Passage shown ::
══════════════════════════════

Out of all FL models, the M7 and M6 models gained the best outcomes. The M5 and M3 models performed almost equally well, however, with fewer inputs.

3.3. Artificial Neural Network Bearing Strength Prediction Model

As in the previous models, the artificial neural network models were constructed to predict unpaved airport surface bearing capacity considering Equations (1)–(10). In order to formulate performances, statistical characteristics such as the MSE, R, and RMSE were proposed for each one, using 70% of data for calibration and the remaining 30% of data for validation. The most important results are presented in

Table 3. Performance evaluation of the artificial neural network models.

Model	Calibration			Validation
	MSE	R	RMSE	MSE	R	RMSE
Precipitation rate and mean air temperature
M1	0.024	0.655	0.154	0.026	0.456	0.16
M2	0.021	0.71	0.143	0.017	0.699	0.13
Precipitation rate and antecedent soil strength
M3	0.003	0.958	0.058	0.003	0.942	0.058
M4	0.004	0.956	0.059	0.004	0.938	0.059
M5	0.003	0.961	0.056	0.003	0.948	0.056
Precipitation rate, mean air temperature and antecedent soil strength
M6	0.004	0.955	0.06	0.003	0.948	0.054
M7	0.003	0.962	0.056	0.003	0.946	0.055
M8	0.003	0.96	0.056	0.005	0.922	0.069
M9	0.003	0.961	0.055	0.003	0.947	0.055
M10	0.003	0.961	0.055	0.003	0.948	0.054

for both periods. Not only were the model comparisons conducted within the entire ANN model group, but also, they were compared with the other two principally different models.

In general, the ANN models displayed the MSE in the 0.003 and 0.026 margins. The R was from 0.456 to 0.962, and the RMSE in the range of 0.055 and 0.16.

In the models being compared within the three main groups, the M2 model outperformed the M1 model. The MSE, R, and RMSE were 0.021, 0.71, and 0.143 (0.017, 0.699, and 0.13 for validation) in the first group with a precipitation rate and mean air temperature as only inputs. In the second group concerning a precipitation rate and antecedent soil strength input combination, the M5 model displayed the best resolution. The MSE, R and RMSE were 0.003, 0.961 and 0.056 (0.005, 0.945 and 0.056 for validation). However, the difference in performance from the M3 and M6 models was minuscular. Out of the last group with a precipitation rate, mean air temperature, and antecedent soil strength inputs comprising the M7, M9, and M10 models showed nearly equivalent performances. The M8 model displayed the MSE, R, and RMSE as 0.003, 0.962, and 0.056 (0.005, 0.922 and 0.069 for validation).

Regarding comparisons in the entire ANN group, the outcomes of adding antecedent soil strength as additional model input had an enormous impact on the accuracy. The example is a development of the R reaching 0.67 in the first group without antecedent soil strength whereas 0.96 on average in the second and third groups with antecedent soil strength. Although the M7, M9, and M10 third group models displayed the best resolution, the second group performed with sufficient accuracy but fewer inputs. Figure 9, Figure 10, Figure 11 and Figure 12 show the time series of observed and predicted soil strength from the ANN models for the entire validation period.

3.4. General Comparison of Tested Methods

Concerning the main study objectives, which was to investigate the capacity of FL and ANN models to carry out the soil strength prediction, the models based on FL and ANN were compared with LRF. The same data sets were applied for both model calibration and validation. So as to provide appropriate comparisons, statistical tools such as the MSE, R, and RMSE were employed. The results were graphically displayed in the MSE (Figure 13a,b), R (Figure 14a,b), and RMSE charts (Figure 15a,b) for the FL, ANN, and LRF models.

══════════════════════════════

Stored data ::
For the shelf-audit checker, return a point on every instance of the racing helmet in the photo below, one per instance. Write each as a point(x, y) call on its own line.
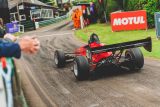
point(94, 38)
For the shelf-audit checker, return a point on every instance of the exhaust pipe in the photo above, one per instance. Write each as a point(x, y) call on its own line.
point(146, 43)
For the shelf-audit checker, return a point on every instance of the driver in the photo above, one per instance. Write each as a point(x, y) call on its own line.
point(94, 38)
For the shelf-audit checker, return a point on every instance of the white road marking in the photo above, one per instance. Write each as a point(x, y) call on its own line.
point(55, 35)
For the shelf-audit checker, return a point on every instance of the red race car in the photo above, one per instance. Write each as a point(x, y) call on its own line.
point(94, 55)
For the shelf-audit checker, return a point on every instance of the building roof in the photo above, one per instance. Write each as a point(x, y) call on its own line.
point(13, 3)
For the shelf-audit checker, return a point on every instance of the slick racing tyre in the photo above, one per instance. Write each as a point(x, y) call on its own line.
point(59, 58)
point(81, 68)
point(135, 57)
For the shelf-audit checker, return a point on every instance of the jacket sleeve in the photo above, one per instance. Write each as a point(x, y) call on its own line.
point(9, 49)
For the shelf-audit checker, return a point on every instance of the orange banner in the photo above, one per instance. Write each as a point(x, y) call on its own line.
point(133, 20)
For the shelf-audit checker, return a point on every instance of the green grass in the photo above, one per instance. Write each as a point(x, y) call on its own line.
point(108, 37)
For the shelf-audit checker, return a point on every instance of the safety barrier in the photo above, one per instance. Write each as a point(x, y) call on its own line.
point(51, 21)
point(11, 93)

══════════════════════════════

What you will do ::
List every figure number cited in the passage on soil bearing strength prediction.

Response to the exercise ::
Figure 9, Figure 10, Figure 11, Figure 12, Figure 13, Figure 14, Figure 15